### TO DO
Every record below should be printed exactly as it appears.

### THE DATA
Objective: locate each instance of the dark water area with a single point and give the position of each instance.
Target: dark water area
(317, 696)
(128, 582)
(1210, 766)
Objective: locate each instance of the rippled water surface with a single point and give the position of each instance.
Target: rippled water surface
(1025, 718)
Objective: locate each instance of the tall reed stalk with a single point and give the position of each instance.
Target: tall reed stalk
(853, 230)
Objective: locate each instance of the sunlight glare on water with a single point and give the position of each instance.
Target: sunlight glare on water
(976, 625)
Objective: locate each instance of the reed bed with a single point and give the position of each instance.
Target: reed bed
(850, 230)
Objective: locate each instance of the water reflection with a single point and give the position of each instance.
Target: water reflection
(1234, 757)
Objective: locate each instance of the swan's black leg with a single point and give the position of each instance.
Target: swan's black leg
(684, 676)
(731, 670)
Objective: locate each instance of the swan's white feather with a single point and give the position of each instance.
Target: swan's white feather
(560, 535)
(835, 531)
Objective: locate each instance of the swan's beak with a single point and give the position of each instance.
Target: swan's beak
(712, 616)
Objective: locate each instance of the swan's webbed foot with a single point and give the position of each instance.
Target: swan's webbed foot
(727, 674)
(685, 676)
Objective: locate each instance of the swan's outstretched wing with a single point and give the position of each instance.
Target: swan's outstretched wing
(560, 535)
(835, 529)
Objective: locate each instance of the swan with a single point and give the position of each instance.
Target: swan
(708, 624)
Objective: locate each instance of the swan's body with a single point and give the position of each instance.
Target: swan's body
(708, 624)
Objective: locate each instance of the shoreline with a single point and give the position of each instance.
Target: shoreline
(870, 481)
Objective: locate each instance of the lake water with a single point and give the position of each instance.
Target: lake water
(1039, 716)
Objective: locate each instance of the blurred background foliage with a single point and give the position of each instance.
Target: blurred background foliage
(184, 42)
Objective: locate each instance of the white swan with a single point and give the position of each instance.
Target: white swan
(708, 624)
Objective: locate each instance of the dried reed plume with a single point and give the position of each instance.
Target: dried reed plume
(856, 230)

### THE COMPLETED TASK
Objective: locate each instance of the dark water area with a single point and give the position of each instance.
Target: dark water area
(317, 696)
(128, 582)
(1210, 766)
Objective: locate each instance of the rippled water surface with a single point and give the position of each instance.
Target: rippled water surface
(1025, 718)
Objective: locate each instance of the tall reed stalk with a single point and give the position of each instance.
Target: tall reed stalk
(853, 230)
Objective: locate each instance of the sunlight glare on water with a single point and give the position of each instance.
Target: sunlight glare on water
(976, 625)
Objective: locate each instance of the reed bed with a single point and give the position of each instance.
Target: reed bed
(850, 230)
Objective: locate each instance of the water reflection with a single point and give the position of each instance.
Target: water reflection
(1234, 757)
Objective: locate each instance of the swan's black leg with a single point and give the position of each instance.
Target: swan's black leg
(684, 676)
(731, 670)
Objective: locate each instance of the swan's white feather with a single point and give the position of each instance.
Target: swan's white feather
(560, 535)
(835, 531)
Objective: locate each instance of the swan's beak with a single point and give the position of each instance.
Target: swan's beak
(712, 616)
Objective: locate each instance of the swan's webbed foot with a single point and give the position of each instance.
Target: swan's webbed foot
(727, 674)
(685, 676)
Objective: locate each instance of the swan's outstretched wing with a single point and give the position of each instance.
Target: swan's outstretched wing
(560, 535)
(835, 529)
Objective: locate each instance of the swan with a single point and give the position of each instance.
Target: swan
(708, 624)
Objective: locate each instance of the swan's body with a single point and give the position of each instance.
Target: swan's body
(708, 624)
Objective: locate each instance of the shoreline with a single point and give the position of each instance.
Target: shoreline
(870, 481)
Objective: locate each instance of the lake water with a single point and give the position of each instance.
Target: lake water
(1039, 716)
Objective: locate each instance of the blurred background foliage with a single point and give the position of each instance.
Target: blurred background foliage
(184, 42)
Objective: locate each instance of the white swan with a single point and give the position of each instance.
Target: white swan
(708, 624)
Objective: locate each instance of the dried reed plume with a single point and give the position of each instance.
Target: dried reed plume
(856, 230)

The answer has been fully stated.